» Instructions:
[1] List the usernames of everyone who posts in the JAG-1 thread, each name once, in the order they first appear.
[2] Answer each question briefly from the JAG-1 thread.
(a) What material are the chassis's rear tires made of?
(b) What type of bodies does the chassis take?
(c) What price does Bubba 123 object to?
[3] Return the passage of the JAG-1 thread from "Bubba (The Senile)" to "T-Jet type body's.", copied without change.

» Given text:
________________________________________
# JAG-1 (New HO Chassis)



## Ralphthe3rd

NEW FLASH ! ....a BRAND NEW (HO)Inline Chassis has just hit the Market, the JAG-1 , check it out > JAG Hobbies Chassis


----------



## Rich Dumas

This chassis is 3D printed and uses mostly AFX Mega G parts. It is a modern inline design with neodymium traction magnets that takes T-Jet screw post bodies. The rear tires are silicone. Performance should be similar to a Tyco 440X-2 or an AFX Mega G. I have one of these on the way and I expect to do a complete report on it soon.


----------



## pshoe64

Clean design and looks nice and narrow. Looks like a couple of wheel base options to match up to the old bodies.
I'll be watching for your review.

-Paul


----------



## RjAFX

This might turn out to be the Little Chassis That Could.


----------



## vaBcHRog

Sweet, will have to buy one to show Jim my support. May have to see how well it fits one of my Indy bodies


----------



## Bubba 123

vaBcHRog said:


> Sweet, will have to buy one to show Jim my support. May have to see how well it fits one of my Indy bodies


It "Looks", like a Tyco 440 series.. With the mounting is that of a "T"-Jet..
should run good :wink2:
my ONLY beef is ; $35 a-Pop.. making it one of the most $$ mass-produced
chassis (T-Jet, Dash, AFX, Tomy, ect.) out there.....

If it's Tweek-Able, or even Pre-Tweeked....
looks like a deal on the "Racing-Scene" (HOPRA, Ect..) >

Bubba (The Senile) 123 0


----------



## RjAFX

Run it on low power no magnets
Run it on high power with magnets
Run it any way you like, at any power you like with, or without Magnets. It's an inline option for those that like inline chassis but also like T-Jet type body's.
________________________________________
» Record extracts:
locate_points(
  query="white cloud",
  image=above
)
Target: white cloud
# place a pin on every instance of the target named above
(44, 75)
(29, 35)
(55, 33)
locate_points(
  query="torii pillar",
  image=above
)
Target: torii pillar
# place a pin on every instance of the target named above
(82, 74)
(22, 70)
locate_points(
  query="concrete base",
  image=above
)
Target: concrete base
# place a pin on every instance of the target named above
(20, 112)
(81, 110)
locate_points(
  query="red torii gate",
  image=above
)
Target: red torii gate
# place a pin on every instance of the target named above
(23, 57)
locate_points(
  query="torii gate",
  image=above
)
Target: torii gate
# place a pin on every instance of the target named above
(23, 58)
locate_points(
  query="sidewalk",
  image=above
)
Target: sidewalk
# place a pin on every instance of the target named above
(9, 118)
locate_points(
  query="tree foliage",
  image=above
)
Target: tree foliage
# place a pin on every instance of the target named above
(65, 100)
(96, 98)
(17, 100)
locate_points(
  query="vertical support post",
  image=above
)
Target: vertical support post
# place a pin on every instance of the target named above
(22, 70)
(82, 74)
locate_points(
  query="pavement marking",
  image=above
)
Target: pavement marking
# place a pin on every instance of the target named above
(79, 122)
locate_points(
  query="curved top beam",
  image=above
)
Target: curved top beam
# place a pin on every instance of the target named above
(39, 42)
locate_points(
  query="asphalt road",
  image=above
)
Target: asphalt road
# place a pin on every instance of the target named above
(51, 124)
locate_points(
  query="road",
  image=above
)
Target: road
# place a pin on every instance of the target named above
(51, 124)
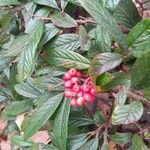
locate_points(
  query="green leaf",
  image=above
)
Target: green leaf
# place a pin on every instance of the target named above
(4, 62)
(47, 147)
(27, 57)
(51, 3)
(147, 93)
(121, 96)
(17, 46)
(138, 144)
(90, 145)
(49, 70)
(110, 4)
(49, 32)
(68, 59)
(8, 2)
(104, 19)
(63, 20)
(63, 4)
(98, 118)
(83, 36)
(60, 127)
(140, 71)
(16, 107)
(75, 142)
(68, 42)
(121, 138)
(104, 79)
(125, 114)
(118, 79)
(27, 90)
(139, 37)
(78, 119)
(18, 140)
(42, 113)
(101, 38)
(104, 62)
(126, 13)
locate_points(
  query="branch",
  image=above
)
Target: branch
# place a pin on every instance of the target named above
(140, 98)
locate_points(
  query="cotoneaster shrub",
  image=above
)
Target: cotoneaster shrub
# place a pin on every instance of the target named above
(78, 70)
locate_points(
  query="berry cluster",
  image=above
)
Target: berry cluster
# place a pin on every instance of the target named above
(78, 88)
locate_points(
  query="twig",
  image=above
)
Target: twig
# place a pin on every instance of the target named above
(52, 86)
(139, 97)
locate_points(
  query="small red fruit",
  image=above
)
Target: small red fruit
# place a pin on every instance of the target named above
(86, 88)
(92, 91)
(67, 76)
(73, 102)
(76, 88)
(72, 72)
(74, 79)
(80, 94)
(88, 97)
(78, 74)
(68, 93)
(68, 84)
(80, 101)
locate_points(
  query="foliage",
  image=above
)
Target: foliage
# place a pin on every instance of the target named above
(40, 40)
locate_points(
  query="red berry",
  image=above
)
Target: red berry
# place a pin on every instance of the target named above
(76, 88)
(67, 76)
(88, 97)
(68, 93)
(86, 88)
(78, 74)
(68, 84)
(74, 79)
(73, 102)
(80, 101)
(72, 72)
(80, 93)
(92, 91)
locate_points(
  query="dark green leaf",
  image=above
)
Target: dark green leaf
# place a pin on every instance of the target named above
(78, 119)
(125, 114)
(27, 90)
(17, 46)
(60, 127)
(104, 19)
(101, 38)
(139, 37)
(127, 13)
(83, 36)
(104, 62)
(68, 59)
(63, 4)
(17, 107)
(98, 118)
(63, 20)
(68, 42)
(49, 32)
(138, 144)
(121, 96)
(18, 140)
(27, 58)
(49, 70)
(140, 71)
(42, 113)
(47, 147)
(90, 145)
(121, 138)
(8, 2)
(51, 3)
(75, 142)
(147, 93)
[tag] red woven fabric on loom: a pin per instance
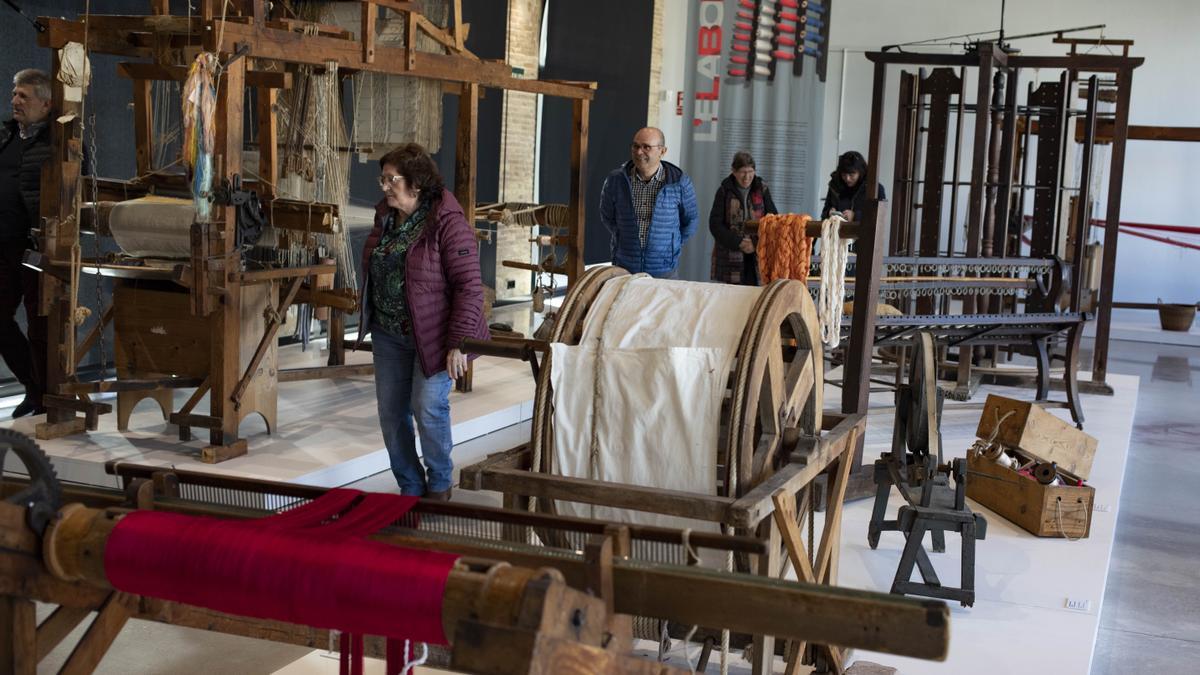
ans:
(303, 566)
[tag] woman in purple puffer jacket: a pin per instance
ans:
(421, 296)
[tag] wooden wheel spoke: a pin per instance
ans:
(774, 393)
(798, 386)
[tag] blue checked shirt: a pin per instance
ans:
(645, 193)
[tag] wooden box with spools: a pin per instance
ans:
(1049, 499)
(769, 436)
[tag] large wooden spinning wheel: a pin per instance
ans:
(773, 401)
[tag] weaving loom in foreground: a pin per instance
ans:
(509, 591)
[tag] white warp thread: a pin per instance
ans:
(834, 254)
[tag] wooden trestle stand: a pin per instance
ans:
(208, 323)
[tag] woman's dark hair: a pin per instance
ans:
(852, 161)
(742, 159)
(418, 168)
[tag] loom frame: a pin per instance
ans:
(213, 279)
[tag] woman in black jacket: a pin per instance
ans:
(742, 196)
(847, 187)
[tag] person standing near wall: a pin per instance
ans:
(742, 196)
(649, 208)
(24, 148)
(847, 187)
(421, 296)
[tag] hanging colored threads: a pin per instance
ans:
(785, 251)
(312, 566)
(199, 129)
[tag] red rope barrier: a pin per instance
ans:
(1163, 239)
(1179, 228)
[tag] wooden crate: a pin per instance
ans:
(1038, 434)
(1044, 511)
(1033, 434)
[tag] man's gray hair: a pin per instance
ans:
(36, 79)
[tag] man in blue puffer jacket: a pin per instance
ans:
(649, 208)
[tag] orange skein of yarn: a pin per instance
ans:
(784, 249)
________________________________________
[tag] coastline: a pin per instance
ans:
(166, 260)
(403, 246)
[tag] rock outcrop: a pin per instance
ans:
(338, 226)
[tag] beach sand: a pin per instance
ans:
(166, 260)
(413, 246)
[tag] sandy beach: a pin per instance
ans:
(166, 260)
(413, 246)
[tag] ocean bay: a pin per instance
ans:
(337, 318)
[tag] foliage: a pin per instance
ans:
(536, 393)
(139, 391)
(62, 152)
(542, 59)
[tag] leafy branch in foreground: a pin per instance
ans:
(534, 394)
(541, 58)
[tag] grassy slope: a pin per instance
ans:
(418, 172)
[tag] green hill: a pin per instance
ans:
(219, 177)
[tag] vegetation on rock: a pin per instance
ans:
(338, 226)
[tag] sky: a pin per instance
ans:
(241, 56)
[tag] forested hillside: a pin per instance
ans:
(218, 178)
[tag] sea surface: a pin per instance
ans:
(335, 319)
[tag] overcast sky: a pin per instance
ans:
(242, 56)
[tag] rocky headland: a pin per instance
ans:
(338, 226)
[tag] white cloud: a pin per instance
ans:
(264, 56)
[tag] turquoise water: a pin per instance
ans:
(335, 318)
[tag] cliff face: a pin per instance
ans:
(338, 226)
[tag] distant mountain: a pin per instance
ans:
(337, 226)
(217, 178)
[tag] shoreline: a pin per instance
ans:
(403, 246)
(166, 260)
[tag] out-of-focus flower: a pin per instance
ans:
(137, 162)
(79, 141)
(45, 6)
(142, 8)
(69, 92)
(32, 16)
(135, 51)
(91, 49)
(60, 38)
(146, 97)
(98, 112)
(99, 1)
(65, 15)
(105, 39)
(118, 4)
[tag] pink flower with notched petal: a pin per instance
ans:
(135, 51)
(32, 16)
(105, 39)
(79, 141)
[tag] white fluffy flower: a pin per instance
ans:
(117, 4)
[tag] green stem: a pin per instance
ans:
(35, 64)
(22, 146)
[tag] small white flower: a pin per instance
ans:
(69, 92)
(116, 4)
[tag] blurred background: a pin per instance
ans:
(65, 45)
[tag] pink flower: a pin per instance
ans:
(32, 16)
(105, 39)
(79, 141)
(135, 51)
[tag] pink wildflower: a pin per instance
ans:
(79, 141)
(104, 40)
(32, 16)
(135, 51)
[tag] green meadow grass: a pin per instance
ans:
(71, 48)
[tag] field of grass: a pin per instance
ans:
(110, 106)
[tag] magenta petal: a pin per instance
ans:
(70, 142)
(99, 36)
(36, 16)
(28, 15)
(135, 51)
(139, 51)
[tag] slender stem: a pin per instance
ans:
________________________________________
» Solutions to the problems:
[1]
Ralphthe3rd
Rich Dumas
pshoe64
RjAFX
vaBcHRog
Bubba 123

[2]
(a) Silicone.
(b) T-Jet screw post bodies.
(c) $35 a-Pop.

[3]
Bubba (The Senile) 123 0


----------



## RjAFX

Run it on low power no magnets
Run it on high power with magnets
Run it any way you like, at any power you like with, or without Magnets. It's an inline option for those that like inline chassis but also like T-Jet type body's.